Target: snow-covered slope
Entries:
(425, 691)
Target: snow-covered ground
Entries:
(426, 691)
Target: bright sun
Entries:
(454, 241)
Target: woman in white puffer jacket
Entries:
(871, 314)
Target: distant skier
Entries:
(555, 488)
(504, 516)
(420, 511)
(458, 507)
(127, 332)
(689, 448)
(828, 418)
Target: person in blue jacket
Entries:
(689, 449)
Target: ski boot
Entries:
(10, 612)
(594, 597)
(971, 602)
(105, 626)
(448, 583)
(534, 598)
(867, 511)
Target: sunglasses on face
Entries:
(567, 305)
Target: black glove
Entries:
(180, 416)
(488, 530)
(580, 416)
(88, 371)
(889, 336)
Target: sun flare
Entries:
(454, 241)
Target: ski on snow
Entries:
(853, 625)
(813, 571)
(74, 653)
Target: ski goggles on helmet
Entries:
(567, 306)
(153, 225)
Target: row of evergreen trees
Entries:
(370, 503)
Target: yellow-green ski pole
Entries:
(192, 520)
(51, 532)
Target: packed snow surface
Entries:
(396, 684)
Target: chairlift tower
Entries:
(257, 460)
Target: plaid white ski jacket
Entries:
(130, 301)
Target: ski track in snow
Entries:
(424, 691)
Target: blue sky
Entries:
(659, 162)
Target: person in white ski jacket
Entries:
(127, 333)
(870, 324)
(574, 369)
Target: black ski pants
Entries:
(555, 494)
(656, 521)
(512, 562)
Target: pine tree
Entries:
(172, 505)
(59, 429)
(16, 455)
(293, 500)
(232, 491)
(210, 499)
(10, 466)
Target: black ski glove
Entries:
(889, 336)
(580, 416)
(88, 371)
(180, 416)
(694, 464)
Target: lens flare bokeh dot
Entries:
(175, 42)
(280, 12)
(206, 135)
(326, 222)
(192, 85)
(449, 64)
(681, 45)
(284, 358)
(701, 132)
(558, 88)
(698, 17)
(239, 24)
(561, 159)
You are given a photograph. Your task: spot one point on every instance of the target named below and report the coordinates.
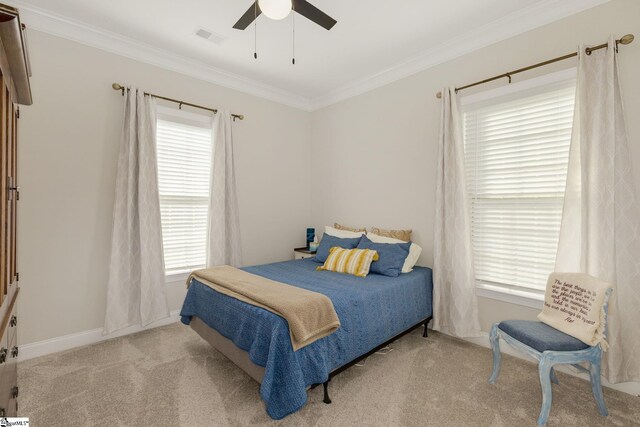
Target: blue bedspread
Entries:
(371, 310)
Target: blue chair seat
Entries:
(540, 336)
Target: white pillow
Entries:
(414, 250)
(343, 234)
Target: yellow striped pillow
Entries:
(350, 261)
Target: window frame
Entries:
(501, 291)
(202, 120)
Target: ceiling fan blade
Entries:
(314, 14)
(248, 17)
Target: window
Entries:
(516, 156)
(184, 144)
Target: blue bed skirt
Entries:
(371, 310)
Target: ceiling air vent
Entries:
(210, 35)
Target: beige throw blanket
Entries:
(310, 315)
(574, 304)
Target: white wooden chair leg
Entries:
(596, 387)
(544, 371)
(554, 377)
(497, 357)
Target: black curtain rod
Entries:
(118, 86)
(623, 40)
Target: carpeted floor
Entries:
(169, 376)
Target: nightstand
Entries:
(302, 253)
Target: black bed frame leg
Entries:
(425, 334)
(326, 392)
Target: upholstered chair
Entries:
(549, 347)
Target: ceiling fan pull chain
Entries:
(255, 30)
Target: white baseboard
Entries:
(632, 388)
(66, 342)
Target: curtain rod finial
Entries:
(626, 39)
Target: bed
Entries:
(372, 311)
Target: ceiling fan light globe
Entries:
(275, 9)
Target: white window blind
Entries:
(184, 167)
(516, 156)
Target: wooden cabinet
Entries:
(14, 90)
(302, 253)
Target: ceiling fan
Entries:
(280, 9)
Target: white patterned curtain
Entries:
(223, 239)
(600, 231)
(136, 292)
(455, 305)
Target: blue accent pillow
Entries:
(329, 241)
(392, 256)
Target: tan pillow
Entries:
(342, 227)
(404, 235)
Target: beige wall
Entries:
(372, 159)
(374, 156)
(68, 149)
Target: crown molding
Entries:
(519, 22)
(61, 26)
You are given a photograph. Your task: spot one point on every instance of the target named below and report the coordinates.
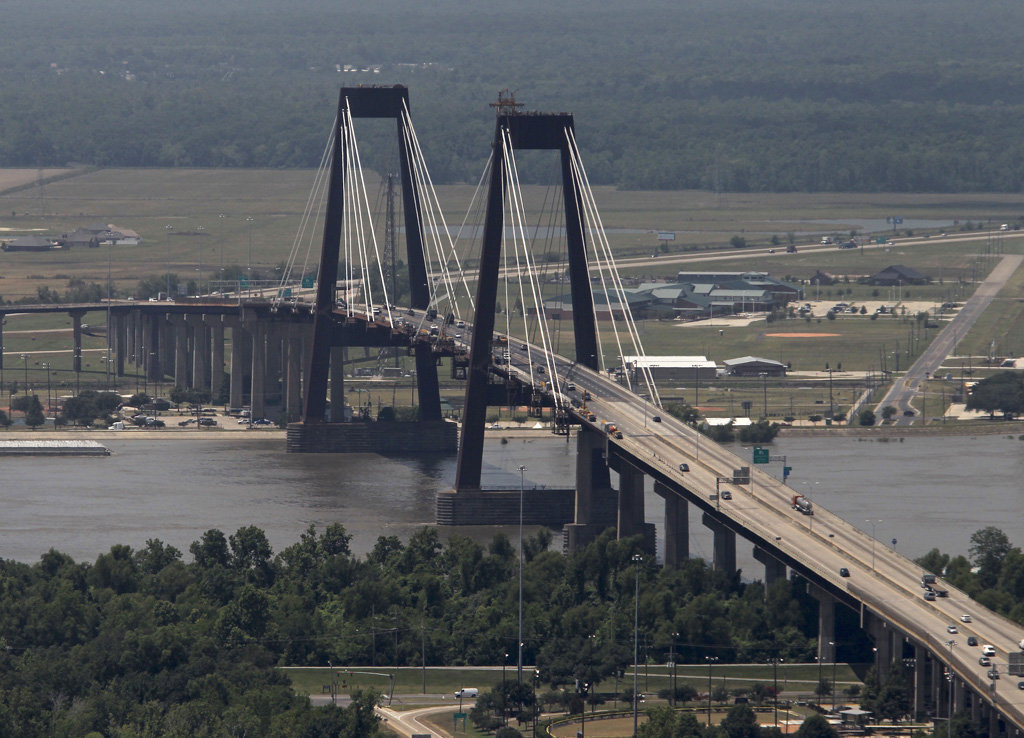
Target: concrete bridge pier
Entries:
(631, 503)
(595, 502)
(240, 339)
(677, 526)
(118, 327)
(826, 622)
(920, 680)
(216, 329)
(151, 348)
(293, 372)
(200, 350)
(257, 400)
(725, 545)
(180, 350)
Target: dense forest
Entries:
(147, 642)
(734, 95)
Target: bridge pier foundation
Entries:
(826, 621)
(677, 526)
(774, 569)
(595, 502)
(725, 545)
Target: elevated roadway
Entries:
(881, 581)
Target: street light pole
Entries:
(710, 660)
(636, 641)
(872, 523)
(522, 478)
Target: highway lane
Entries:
(901, 394)
(884, 579)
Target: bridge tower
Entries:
(520, 131)
(367, 102)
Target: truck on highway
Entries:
(802, 505)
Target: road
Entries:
(902, 392)
(817, 546)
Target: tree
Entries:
(34, 416)
(988, 549)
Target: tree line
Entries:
(738, 95)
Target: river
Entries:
(924, 491)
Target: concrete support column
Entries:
(938, 686)
(119, 328)
(677, 526)
(774, 569)
(166, 349)
(293, 371)
(826, 622)
(180, 350)
(274, 364)
(258, 386)
(76, 330)
(725, 545)
(152, 347)
(137, 343)
(201, 351)
(216, 328)
(631, 508)
(920, 684)
(240, 339)
(879, 632)
(337, 395)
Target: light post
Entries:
(674, 683)
(636, 640)
(199, 270)
(872, 523)
(46, 365)
(949, 678)
(774, 676)
(249, 268)
(710, 660)
(522, 482)
(220, 271)
(764, 380)
(832, 645)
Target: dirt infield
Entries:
(802, 335)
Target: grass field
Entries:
(188, 218)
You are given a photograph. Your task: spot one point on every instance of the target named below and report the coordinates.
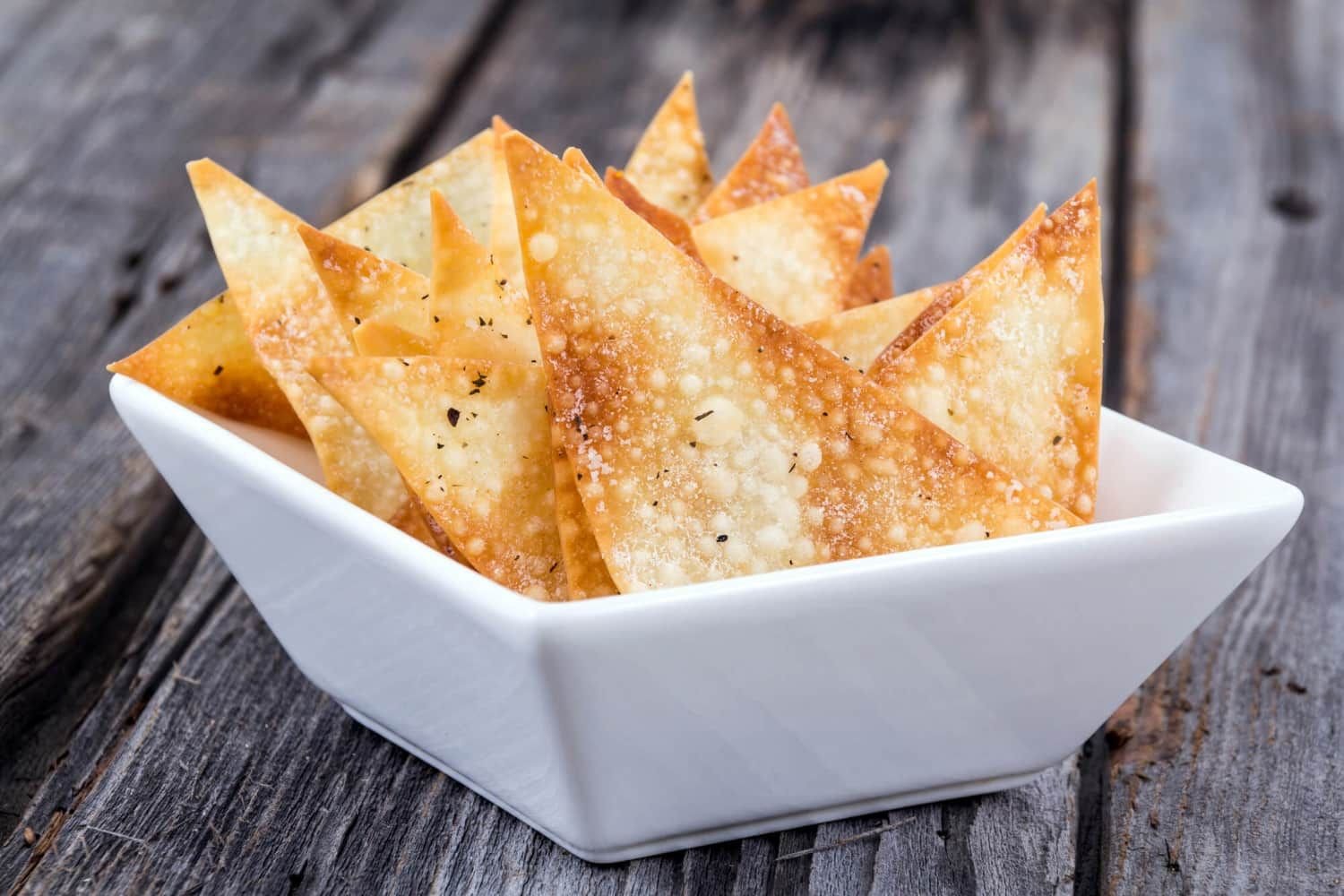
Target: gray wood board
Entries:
(102, 249)
(185, 732)
(1225, 769)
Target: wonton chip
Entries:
(669, 164)
(871, 336)
(375, 339)
(860, 333)
(182, 362)
(478, 311)
(473, 441)
(871, 279)
(1015, 368)
(771, 167)
(575, 159)
(795, 254)
(583, 565)
(668, 223)
(951, 295)
(712, 440)
(289, 323)
(206, 360)
(394, 225)
(504, 252)
(365, 288)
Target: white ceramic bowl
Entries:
(661, 720)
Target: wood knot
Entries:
(1295, 204)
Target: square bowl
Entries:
(676, 718)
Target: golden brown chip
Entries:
(1015, 368)
(860, 333)
(714, 440)
(473, 441)
(289, 323)
(669, 164)
(668, 223)
(575, 159)
(583, 565)
(871, 280)
(375, 339)
(478, 311)
(206, 360)
(182, 362)
(949, 295)
(365, 288)
(795, 254)
(771, 167)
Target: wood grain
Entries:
(155, 737)
(104, 247)
(1225, 767)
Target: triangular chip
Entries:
(668, 223)
(871, 279)
(182, 362)
(583, 565)
(795, 254)
(575, 159)
(503, 244)
(871, 336)
(860, 333)
(771, 167)
(473, 441)
(712, 440)
(1015, 368)
(394, 225)
(207, 360)
(476, 311)
(949, 295)
(365, 288)
(375, 339)
(669, 164)
(290, 323)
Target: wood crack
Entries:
(1118, 201)
(406, 153)
(1094, 761)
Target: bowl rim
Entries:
(491, 598)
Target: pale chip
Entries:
(860, 333)
(206, 360)
(671, 225)
(949, 295)
(583, 565)
(365, 288)
(390, 225)
(473, 441)
(575, 159)
(809, 462)
(669, 164)
(478, 311)
(394, 223)
(376, 339)
(290, 323)
(1015, 368)
(871, 279)
(795, 254)
(771, 167)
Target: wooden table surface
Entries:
(153, 737)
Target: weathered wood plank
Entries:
(250, 780)
(1225, 767)
(104, 247)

## YOUR GOAL
Copy all of the data above word for word, leaving out the pictures.

## RESPONSE TO THE TASK
Target: snow-covered slope
Entries:
(425, 691)
Target: snow-covered ground
Entries:
(426, 691)
Target: bright sun
Entries:
(454, 241)
Target: woman in white puffer jacket
Entries:
(871, 314)
Target: distant skier
Entries:
(555, 488)
(504, 516)
(420, 511)
(458, 507)
(127, 332)
(689, 448)
(828, 418)
Target: person in blue jacket
Entries:
(689, 449)
Target: ski boot
Entries:
(10, 612)
(594, 597)
(971, 602)
(105, 626)
(448, 583)
(534, 598)
(867, 511)
Target: sunglasses on face
Entries:
(567, 305)
Target: black glove
Entries:
(180, 416)
(488, 530)
(580, 416)
(88, 371)
(889, 336)
Target: sun flare
Entries:
(454, 241)
Target: ski on snow
Entries:
(853, 625)
(813, 571)
(74, 653)
Target: ski goggles on helmet
Entries:
(567, 306)
(153, 225)
Target: row of evergreen trees
Entries:
(370, 503)
Target: yellow-green ski pole
Entries:
(192, 520)
(51, 532)
Target: packed snow surface
Entries:
(396, 684)
Target: chairlift tower
Entries:
(257, 460)
Target: plaid white ski jacket
Entries:
(130, 301)
Target: ski track in snow
Entries:
(424, 691)
Target: blue sky
Entries:
(659, 162)
Target: person in white ski jacket
Entries:
(127, 333)
(870, 324)
(574, 369)
Target: black ski pants
Entries:
(555, 494)
(656, 521)
(512, 562)
Target: pine tree
Entries:
(172, 505)
(59, 429)
(16, 455)
(293, 500)
(232, 491)
(210, 499)
(10, 466)
Target: black ski glove
Entries:
(889, 336)
(580, 416)
(88, 371)
(180, 416)
(694, 464)
Target: lens flare bokeh dot
Entries:
(175, 42)
(280, 12)
(206, 135)
(326, 222)
(192, 85)
(449, 64)
(681, 45)
(284, 358)
(701, 132)
(558, 88)
(698, 17)
(239, 24)
(561, 159)
You are given a photograph. Your task: spot one point on every instance of the target named below and report the coordinates.
Target: blue bedspread
Entries:
(371, 310)
Target: blue chair seat
Entries:
(540, 336)
Target: white pillow
Entries:
(414, 250)
(343, 234)
Target: yellow striped pillow
Entries:
(350, 261)
Target: window frame
Entries:
(501, 291)
(202, 120)
Target: ceiling fan blade
Entries:
(314, 14)
(248, 17)
Target: window
Entries:
(516, 156)
(184, 144)
Target: blue bed skirt
Entries:
(371, 310)
Target: ceiling air vent
Entries:
(210, 35)
Target: beige throw blanket
Entries:
(310, 315)
(574, 304)
Target: white wooden chair leg
Entries:
(596, 387)
(544, 371)
(554, 377)
(497, 357)
Target: black curtain rod
Entries:
(118, 86)
(623, 40)
Target: carpeted floor
Entries:
(169, 376)
Target: nightstand
Entries:
(302, 253)
Target: black bed frame leg
Entries:
(425, 334)
(326, 392)
Target: upholstered chair
Entries:
(549, 347)
Target: ceiling fan pull chain
Entries:
(255, 30)
Target: white baseboard
Entries:
(632, 388)
(66, 342)
Target: curtain rod finial
Entries:
(626, 39)
Target: bed
Entries:
(372, 311)
Target: ceiling fan light globe
Entries:
(275, 9)
Target: white window blind
Entries:
(184, 167)
(516, 156)
Target: wooden cabinet
Entries:
(14, 90)
(302, 253)
Target: ceiling fan
Entries:
(280, 9)
Target: white patterned curtain
Entries:
(223, 239)
(600, 231)
(136, 292)
(455, 305)
Target: blue accent pillow
Entries:
(329, 241)
(392, 256)
Target: tan pillow
Entries:
(342, 227)
(404, 235)
Target: beige wall
Entries:
(372, 159)
(374, 156)
(68, 149)
Target: crown molding
Entries:
(519, 22)
(61, 26)
You are given a photograph. Your task: spot one point on every instance of the target named below and report the coordinates.
Target: concrete bridge pier
Entries:
(631, 503)
(595, 502)
(240, 339)
(677, 526)
(118, 327)
(826, 622)
(920, 680)
(216, 329)
(151, 348)
(293, 372)
(200, 350)
(257, 400)
(725, 545)
(180, 350)
Target: dense forest
Entries:
(147, 642)
(734, 95)
Target: bridge pier foundation
Entries:
(826, 621)
(677, 526)
(774, 569)
(595, 502)
(725, 545)
Target: elevated roadway
Entries:
(881, 581)
Target: street light pole
Entries:
(710, 660)
(636, 641)
(872, 523)
(522, 478)
Target: highway lane
Entries:
(901, 394)
(884, 579)
Target: bridge tower
Entries:
(520, 131)
(367, 102)
Target: truck on highway
Entries:
(802, 505)
Target: road
Entries:
(902, 392)
(817, 546)
Target: tree
Entries:
(34, 416)
(988, 549)
Target: tree line
Entries:
(738, 95)
Target: river
Entries:
(924, 491)
Target: concrete support column
Entries:
(938, 686)
(119, 328)
(677, 526)
(774, 569)
(166, 349)
(293, 371)
(826, 622)
(180, 350)
(274, 364)
(258, 386)
(76, 330)
(725, 545)
(152, 347)
(137, 343)
(201, 351)
(216, 328)
(631, 508)
(920, 684)
(240, 339)
(879, 632)
(337, 395)
Target: light post
Entries:
(674, 683)
(636, 640)
(199, 270)
(872, 523)
(46, 365)
(949, 678)
(774, 676)
(249, 268)
(710, 660)
(522, 482)
(220, 271)
(764, 380)
(832, 645)
Target: dirt infield
Entries:
(802, 335)
Target: grass field
Entries:
(188, 218)
You are given a photograph. Your task: spot one point on every instance of the target named below and report the coordinates.
Target: gray wood board
Entries:
(102, 249)
(185, 732)
(1225, 769)
Target: wonton chip
Entries:
(669, 164)
(871, 336)
(375, 339)
(860, 333)
(182, 362)
(478, 311)
(473, 441)
(871, 279)
(1015, 368)
(771, 167)
(575, 159)
(795, 254)
(583, 565)
(668, 223)
(951, 295)
(712, 440)
(289, 323)
(206, 360)
(394, 225)
(504, 252)
(365, 288)
Target: white ceramic bowl
Entries:
(661, 720)
Target: wood knot
Entries:
(1295, 204)
Target: square bowl
Entries:
(676, 718)
Target: golden brown chip
Entries:
(1015, 368)
(860, 333)
(714, 440)
(473, 441)
(289, 323)
(669, 164)
(668, 223)
(575, 159)
(583, 565)
(871, 280)
(375, 339)
(478, 311)
(206, 360)
(182, 362)
(949, 295)
(365, 288)
(795, 254)
(771, 167)
Target: wood grain
Entries:
(155, 737)
(104, 247)
(1225, 767)
Target: triangular chip
Entries:
(668, 223)
(871, 279)
(182, 362)
(583, 565)
(795, 254)
(575, 159)
(503, 244)
(871, 336)
(860, 333)
(771, 167)
(473, 441)
(712, 440)
(1015, 368)
(394, 225)
(207, 360)
(476, 311)
(949, 295)
(365, 288)
(375, 339)
(669, 164)
(290, 323)
Target: wood crack
Entries:
(1118, 201)
(406, 153)
(1094, 761)
Target: bowl rim
Entries:
(491, 598)
Target: pale chip
Entries:
(860, 333)
(206, 360)
(671, 225)
(949, 295)
(583, 565)
(365, 288)
(390, 225)
(473, 441)
(575, 159)
(809, 462)
(669, 164)
(478, 311)
(394, 223)
(376, 339)
(290, 323)
(1015, 368)
(871, 279)
(795, 254)
(771, 167)
Target: wooden table surface
Entries:
(153, 737)
Target: weathered wood plank
Entries:
(250, 780)
(1225, 767)
(104, 247)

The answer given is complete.